[Coordinate annotation records]
++++++++++
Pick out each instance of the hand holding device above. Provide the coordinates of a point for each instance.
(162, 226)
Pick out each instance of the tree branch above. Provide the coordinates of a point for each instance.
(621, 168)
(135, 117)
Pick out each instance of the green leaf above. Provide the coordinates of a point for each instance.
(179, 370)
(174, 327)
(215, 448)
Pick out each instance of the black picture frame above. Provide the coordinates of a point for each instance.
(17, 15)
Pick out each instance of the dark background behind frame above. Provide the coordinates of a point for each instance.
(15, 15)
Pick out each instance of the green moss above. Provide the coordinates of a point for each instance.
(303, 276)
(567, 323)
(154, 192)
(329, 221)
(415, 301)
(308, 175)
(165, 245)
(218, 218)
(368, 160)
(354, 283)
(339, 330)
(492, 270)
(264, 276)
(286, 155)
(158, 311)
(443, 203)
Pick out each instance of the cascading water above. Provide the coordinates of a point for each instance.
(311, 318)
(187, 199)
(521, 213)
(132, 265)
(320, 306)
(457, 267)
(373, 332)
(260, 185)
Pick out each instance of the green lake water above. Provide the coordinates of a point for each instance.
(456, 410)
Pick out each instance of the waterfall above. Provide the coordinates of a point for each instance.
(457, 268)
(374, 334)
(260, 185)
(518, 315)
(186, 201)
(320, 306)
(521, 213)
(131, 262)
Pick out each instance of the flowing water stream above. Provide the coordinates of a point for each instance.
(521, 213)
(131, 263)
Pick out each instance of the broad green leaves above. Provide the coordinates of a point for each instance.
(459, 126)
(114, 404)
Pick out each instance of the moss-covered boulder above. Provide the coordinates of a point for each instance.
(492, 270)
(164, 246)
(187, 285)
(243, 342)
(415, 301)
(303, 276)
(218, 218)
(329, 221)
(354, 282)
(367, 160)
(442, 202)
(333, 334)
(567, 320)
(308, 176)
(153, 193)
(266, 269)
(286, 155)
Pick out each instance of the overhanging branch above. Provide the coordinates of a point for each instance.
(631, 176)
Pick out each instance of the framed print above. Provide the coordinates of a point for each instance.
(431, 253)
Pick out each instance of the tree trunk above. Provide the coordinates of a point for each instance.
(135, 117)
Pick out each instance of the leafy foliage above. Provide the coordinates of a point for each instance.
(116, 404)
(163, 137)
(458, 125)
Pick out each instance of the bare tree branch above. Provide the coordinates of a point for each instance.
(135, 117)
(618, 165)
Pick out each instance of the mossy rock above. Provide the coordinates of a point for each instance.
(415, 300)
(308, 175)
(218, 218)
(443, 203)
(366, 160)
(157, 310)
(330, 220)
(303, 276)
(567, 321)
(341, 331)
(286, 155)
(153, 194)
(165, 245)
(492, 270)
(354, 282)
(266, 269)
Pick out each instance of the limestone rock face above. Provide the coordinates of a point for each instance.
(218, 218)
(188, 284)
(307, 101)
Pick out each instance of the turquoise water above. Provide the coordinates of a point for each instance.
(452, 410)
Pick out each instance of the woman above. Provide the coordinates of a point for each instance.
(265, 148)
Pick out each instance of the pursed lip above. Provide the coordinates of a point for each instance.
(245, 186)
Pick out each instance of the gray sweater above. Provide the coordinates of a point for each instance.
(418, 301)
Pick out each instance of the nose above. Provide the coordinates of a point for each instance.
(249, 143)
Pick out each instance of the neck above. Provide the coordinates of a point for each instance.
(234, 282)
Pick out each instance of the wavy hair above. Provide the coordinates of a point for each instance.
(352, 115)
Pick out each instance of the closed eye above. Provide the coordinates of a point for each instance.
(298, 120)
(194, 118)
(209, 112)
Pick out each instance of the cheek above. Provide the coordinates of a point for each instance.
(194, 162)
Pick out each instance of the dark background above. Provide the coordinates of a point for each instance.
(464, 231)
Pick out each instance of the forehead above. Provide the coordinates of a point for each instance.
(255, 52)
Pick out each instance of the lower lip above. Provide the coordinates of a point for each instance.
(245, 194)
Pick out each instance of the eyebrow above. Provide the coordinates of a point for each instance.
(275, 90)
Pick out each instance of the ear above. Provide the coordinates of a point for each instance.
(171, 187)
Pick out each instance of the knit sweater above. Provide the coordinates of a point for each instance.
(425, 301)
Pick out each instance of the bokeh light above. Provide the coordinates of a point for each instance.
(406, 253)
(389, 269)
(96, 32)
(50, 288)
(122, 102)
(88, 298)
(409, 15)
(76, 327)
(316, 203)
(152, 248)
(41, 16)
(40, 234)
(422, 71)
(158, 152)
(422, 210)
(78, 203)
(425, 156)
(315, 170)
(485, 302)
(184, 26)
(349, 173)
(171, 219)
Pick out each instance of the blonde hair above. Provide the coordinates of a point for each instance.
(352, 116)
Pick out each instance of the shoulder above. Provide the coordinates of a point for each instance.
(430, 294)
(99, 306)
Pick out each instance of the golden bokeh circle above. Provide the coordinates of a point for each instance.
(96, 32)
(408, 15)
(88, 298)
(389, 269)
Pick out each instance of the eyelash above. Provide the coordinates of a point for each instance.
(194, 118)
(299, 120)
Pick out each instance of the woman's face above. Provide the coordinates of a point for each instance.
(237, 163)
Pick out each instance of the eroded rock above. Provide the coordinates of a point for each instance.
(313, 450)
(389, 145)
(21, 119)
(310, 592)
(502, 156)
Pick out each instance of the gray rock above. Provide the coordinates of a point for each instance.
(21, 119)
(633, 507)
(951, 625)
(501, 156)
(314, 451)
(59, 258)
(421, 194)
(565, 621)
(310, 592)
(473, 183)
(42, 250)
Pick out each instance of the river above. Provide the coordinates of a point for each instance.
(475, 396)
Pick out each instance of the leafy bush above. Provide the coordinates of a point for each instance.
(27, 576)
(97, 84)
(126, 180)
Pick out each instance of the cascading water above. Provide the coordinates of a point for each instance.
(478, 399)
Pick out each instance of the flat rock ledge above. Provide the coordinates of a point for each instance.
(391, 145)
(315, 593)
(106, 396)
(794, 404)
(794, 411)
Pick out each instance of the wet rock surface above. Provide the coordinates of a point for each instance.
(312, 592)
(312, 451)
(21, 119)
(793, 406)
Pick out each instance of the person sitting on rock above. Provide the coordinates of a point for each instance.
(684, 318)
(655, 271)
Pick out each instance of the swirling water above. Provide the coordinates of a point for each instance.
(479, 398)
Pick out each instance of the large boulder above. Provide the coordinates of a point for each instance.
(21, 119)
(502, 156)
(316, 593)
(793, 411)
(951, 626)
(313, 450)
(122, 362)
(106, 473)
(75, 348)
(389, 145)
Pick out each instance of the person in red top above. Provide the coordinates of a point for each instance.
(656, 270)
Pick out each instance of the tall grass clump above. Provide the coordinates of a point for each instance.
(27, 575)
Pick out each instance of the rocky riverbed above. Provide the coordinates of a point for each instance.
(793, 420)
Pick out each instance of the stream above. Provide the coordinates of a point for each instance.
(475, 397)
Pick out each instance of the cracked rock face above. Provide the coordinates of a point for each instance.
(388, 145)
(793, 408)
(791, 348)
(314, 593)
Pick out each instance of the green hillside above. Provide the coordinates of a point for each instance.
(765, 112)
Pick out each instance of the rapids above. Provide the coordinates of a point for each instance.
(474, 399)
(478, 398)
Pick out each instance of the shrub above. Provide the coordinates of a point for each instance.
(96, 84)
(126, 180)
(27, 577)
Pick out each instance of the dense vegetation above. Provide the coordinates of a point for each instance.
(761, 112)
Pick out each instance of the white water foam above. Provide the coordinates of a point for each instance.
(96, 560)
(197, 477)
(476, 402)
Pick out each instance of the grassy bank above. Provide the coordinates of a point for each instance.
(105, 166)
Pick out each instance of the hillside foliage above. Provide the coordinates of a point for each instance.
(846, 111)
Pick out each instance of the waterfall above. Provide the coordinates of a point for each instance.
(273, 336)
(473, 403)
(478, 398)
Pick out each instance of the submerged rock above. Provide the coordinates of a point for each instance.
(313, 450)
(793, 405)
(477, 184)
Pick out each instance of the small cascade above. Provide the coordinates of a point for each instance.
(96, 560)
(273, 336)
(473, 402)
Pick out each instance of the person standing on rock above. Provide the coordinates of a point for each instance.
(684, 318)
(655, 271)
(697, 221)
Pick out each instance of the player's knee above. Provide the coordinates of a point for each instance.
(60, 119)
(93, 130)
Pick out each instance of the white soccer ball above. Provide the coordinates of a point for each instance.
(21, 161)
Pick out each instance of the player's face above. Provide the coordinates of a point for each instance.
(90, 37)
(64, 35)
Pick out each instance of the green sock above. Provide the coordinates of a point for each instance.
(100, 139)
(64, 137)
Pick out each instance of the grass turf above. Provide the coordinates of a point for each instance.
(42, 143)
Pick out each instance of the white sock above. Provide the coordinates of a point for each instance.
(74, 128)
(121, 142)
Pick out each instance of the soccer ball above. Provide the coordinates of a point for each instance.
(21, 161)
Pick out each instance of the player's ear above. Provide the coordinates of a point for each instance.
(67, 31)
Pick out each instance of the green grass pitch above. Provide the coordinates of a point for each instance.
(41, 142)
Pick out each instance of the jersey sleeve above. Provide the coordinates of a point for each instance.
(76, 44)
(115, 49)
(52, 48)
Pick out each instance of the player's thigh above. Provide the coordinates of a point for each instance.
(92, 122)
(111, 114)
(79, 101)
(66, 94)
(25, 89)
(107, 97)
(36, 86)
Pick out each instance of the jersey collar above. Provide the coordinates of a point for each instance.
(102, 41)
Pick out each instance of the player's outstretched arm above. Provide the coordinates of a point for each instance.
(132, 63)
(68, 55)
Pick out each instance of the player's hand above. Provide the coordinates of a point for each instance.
++++++++++
▸ TASK GOAL
Write out exactly the final stretch of the records: the line containing "Pick out each instance of the submerged" and every line after it, through the last, and nothing else.

▸ RESULT FOR THIS EXERCISE
Pick out each instance of the submerged rock above. Provide the coordinates of a point for each instance.
(313, 450)
(793, 405)
(477, 184)
Pick out each instance of the small cascade above. Provide the coordinates of a point for each instance.
(96, 560)
(273, 336)
(473, 402)
Pick out each instance of the person standing on rock above. Provide the coordinates of a point for each instance.
(684, 318)
(655, 271)
(697, 221)
Pick out each instance of the player's knee above. Provide the coordinates of a point for each instance.
(60, 119)
(93, 130)
Pick out each instance of the white soccer ball above. Provide the coordinates of a point for each instance.
(21, 161)
Pick out each instance of the player's face above. Provide the coordinates of a point for each instance.
(90, 37)
(64, 35)
Pick out each instance of the green sock above. Provide the coordinates of a point for each instance.
(100, 139)
(64, 137)
Pick out each instance of the grass turf above. Provide the coordinates of a point for each instance.
(42, 143)
Pick out each instance of the white sock above. Provide the coordinates of a point for each instance.
(74, 128)
(121, 142)
Pick out each instance of the soccer ball above. Provide the coordinates of a point for each instance.
(21, 161)
Pick out each instance of the player's ear above. Provide the coordinates of a point for each instance.
(67, 31)
Pick out each instance of the green grass pitch above. Provide the coordinates of a point for each instance.
(41, 142)
Pick out each instance of the jersey sleeve above. Provide the coordinates of a point for each instance.
(76, 44)
(115, 49)
(52, 48)
Pick out each instance of the player's thigh above. Provide the coordinates of a point for each instance.
(92, 122)
(111, 114)
(79, 101)
(66, 94)
(25, 89)
(107, 97)
(36, 86)
Pick out each instance of the jersey collar above. Provide the coordinates of a point for each instance.
(102, 41)
Pick out each instance of the player's outstretched arm above. Provide the coordinates of a point for each instance.
(132, 63)
(68, 55)
Pick out each instance of the player's hand above. Provide the coordinates of a point for each instance.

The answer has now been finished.